BEGIN RECORDED INFORMATION

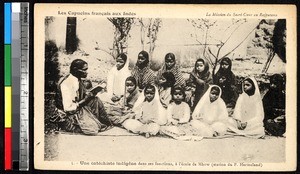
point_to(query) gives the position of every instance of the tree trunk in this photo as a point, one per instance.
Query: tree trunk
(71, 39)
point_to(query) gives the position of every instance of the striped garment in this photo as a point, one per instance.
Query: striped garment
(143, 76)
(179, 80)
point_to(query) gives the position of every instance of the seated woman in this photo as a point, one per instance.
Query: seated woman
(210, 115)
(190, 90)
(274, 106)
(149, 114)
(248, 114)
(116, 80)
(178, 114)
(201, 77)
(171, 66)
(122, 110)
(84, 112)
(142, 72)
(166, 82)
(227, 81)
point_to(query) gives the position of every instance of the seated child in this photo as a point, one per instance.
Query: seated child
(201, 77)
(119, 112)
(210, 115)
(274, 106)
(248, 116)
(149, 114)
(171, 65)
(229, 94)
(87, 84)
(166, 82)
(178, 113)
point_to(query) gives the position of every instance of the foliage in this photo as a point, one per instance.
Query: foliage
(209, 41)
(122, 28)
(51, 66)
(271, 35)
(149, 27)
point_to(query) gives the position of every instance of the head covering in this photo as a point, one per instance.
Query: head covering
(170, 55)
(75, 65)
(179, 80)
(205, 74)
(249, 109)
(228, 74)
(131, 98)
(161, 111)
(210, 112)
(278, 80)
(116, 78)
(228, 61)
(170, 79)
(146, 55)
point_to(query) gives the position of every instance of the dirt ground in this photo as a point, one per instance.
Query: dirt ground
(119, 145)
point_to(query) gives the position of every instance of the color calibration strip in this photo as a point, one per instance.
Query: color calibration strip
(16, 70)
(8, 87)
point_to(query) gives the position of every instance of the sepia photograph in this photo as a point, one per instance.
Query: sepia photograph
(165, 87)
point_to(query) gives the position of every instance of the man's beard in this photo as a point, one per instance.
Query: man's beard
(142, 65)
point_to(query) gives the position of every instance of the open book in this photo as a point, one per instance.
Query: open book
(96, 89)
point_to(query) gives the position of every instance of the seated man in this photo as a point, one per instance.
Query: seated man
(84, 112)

END RECORDED INFORMATION
BEGIN RECORDED INFORMATION

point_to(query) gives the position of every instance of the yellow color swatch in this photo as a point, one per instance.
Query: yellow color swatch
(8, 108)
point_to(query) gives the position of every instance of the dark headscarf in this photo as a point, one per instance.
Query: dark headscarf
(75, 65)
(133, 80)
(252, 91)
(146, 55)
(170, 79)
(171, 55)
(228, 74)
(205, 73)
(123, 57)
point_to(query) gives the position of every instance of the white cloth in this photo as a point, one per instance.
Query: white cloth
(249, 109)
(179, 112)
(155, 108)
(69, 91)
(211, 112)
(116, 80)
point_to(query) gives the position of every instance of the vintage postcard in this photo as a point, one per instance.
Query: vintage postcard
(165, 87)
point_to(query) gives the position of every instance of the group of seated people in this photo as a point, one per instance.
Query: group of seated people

END RECORDED INFORMATION

How many lines of the listing contain the string "calibration"? Reply with the number alone.

2